*Stated problem a*
Summarize the metrics guide in exactly two sentences.
--- Begin Passage given ---
Skip to content

Gateway API Controller Metrics

This guide explains how to access and monitor metrics from the AWS Gateway API Controller using Prometheus and Grafana.

Prerequisites

  • A running Kubernetes cluster with the AWS Gateway API Controller installed
  • kubectl CLI tool installed and configured
  • helm CLI tool installed

Getting Access to Available Metrics

The controller makes metrics available via HTTP endpoint in Prometheus metric format. One possible solution for collecting and visualizing these metrics is to set up Prometheus and Grafana using kube-prometheus-stack which is described in the next section.

Step 1: Verify Controller is Running

First, verify that the Gateway API Controller is running:

kubectl get pods -n aws-application-networking-system

Step 2: Port Forward to Metrics Endpoint

Port forward to the controller's metrics endpoint:

kubectl port-forward -n aws-application-networking-system \
  deployment/gateway-api-controller 8080:8080

Step 3: Access Metrics

Access the metrics endpoint:

curl http://localhost:8080/metrics

This will display all available metrics exposed by the controller.
--- End Passage given ---
--- Begin Material for this task ---
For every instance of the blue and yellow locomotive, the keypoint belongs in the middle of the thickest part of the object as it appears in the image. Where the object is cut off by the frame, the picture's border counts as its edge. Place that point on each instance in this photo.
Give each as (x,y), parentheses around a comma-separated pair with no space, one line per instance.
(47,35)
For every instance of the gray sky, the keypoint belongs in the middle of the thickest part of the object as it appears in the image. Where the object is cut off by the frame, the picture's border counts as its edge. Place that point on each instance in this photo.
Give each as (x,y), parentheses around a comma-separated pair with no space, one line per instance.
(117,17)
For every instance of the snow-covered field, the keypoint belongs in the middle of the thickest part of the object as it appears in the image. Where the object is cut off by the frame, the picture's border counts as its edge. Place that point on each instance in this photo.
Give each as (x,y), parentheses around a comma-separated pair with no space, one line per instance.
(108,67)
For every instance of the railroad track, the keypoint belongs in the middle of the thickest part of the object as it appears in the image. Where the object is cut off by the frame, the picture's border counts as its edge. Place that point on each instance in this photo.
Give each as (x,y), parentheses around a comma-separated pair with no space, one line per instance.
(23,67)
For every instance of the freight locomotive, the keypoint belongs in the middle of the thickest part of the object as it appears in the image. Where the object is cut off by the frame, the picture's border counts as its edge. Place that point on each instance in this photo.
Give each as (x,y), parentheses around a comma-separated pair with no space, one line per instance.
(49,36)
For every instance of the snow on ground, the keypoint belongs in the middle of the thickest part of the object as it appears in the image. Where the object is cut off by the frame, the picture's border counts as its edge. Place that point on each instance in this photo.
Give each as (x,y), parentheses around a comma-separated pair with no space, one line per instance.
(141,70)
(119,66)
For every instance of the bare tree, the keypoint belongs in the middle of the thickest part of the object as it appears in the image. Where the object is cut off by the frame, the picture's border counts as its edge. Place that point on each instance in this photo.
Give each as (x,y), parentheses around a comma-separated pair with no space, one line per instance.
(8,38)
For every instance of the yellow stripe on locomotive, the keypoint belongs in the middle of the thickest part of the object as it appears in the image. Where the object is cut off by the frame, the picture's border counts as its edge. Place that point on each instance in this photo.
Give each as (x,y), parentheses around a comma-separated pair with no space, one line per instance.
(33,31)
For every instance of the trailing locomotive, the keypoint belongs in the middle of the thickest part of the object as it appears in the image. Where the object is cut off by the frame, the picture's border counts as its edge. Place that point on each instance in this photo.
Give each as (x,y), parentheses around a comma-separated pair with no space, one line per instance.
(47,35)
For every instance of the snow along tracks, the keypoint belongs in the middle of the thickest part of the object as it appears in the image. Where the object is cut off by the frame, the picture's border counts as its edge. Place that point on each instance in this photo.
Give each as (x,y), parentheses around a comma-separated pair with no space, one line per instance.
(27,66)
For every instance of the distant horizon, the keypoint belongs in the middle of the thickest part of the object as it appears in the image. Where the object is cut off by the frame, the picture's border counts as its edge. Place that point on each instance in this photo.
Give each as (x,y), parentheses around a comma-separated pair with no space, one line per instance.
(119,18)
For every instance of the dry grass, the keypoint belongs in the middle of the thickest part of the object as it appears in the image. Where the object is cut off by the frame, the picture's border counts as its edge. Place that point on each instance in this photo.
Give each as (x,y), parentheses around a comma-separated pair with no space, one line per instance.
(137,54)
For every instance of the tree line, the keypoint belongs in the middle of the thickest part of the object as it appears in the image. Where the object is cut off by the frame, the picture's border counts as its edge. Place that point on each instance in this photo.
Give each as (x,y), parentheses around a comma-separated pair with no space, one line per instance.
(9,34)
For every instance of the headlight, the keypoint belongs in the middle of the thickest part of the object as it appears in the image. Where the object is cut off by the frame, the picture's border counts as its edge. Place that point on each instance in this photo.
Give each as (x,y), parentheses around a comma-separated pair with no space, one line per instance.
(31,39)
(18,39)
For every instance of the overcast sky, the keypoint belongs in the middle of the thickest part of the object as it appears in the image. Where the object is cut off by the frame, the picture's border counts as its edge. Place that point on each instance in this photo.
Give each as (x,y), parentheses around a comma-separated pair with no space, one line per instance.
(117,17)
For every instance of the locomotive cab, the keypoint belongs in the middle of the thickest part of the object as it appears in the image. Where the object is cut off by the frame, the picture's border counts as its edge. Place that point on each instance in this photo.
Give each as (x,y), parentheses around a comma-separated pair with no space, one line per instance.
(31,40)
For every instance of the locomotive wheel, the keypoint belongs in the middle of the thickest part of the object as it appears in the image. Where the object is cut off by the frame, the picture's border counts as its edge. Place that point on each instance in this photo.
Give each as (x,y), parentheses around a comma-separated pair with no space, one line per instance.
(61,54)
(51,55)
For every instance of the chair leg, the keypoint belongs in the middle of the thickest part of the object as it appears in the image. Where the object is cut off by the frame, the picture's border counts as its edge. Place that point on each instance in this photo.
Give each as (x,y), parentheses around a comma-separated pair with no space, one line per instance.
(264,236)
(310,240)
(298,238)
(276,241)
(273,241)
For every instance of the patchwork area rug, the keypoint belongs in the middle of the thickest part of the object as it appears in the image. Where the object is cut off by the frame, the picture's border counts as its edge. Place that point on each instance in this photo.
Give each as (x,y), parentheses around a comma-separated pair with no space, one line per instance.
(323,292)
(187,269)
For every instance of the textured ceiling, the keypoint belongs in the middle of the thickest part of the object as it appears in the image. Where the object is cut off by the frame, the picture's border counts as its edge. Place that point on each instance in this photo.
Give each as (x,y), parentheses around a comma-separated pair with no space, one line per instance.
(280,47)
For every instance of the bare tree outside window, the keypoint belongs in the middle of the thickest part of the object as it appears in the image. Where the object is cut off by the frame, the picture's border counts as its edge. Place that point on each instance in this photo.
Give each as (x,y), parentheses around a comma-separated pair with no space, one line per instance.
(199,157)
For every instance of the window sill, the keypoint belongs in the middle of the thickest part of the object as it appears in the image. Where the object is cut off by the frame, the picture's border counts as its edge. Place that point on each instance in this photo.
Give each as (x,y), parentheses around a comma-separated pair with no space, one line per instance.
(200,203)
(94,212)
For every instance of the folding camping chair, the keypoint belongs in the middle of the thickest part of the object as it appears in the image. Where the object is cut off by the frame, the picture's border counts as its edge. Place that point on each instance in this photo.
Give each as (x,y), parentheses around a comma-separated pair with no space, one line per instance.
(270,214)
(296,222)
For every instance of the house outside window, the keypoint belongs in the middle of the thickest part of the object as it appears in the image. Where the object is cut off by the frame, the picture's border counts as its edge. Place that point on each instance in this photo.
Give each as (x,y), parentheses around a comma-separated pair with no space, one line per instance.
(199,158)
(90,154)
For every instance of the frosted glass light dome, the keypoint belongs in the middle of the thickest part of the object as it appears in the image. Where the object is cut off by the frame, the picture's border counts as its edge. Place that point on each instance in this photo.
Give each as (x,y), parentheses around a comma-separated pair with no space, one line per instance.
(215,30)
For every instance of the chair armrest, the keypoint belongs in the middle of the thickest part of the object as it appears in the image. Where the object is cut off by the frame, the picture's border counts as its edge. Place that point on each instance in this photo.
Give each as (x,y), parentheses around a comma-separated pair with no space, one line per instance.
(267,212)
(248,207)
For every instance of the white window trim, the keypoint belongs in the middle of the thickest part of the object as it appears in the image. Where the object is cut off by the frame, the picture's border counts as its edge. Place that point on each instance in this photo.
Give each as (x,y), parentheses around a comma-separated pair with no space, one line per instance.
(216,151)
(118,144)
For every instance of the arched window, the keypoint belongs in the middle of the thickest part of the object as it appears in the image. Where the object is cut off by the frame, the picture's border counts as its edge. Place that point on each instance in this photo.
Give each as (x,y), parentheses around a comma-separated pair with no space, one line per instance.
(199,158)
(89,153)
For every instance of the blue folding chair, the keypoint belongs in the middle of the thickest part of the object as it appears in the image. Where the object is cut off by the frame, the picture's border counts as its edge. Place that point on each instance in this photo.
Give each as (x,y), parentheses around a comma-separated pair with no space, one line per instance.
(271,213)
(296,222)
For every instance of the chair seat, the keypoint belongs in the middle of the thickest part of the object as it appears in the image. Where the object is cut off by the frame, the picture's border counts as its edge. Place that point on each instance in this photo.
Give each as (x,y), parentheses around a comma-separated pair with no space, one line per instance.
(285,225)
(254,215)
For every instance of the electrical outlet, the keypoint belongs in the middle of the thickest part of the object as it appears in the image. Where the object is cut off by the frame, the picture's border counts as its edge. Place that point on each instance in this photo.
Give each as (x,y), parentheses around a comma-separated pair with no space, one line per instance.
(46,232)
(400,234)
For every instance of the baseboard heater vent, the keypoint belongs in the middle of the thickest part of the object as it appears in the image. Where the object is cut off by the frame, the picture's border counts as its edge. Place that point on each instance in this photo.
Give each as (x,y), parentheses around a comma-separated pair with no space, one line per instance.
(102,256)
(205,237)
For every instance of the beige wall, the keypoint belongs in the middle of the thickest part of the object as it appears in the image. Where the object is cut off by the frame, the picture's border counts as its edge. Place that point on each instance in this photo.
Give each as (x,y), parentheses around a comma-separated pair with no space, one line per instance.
--- End Material for this task ---
*Stated problem b*
Write out the portion of the records that begins with the line containing "For every instance of the baseboard" and continues through the end of the records.

*Problem solution a*
The guide explains how to access and monitor metrics from the AWS Gateway API Controller using Prometheus and Grafana, and notes that the controller exposes its metrics through an HTTP endpoint in Prometheus format. To view them, you verify that the controller pods are running, port forward to the controller's metrics endpoint on port 8080, and request http://localhost:8080/metrics with curl.

*Problem solution b*
For every instance of the baseboard heater vent, the keypoint belongs in the middle of the thickest part of the object as it appears in the image. Where the object is cut off by the frame, the picture's border counts as its edge. Place that point on each instance in this photo.
Give each as (x,y), parentheses around a comma-separated pair with no space, one line per instance.
(102,256)
(205,237)
For every instance of the beige wall, the keypoint belongs in the middle of the thickest part of the object as it appears in the image. Where the object is cut off by the frame, the picture's border counts as its edge. Place that point on each instance in this photo.
Give each as (x,y), parentheses around a comma-separated pair with no space, one line per instance.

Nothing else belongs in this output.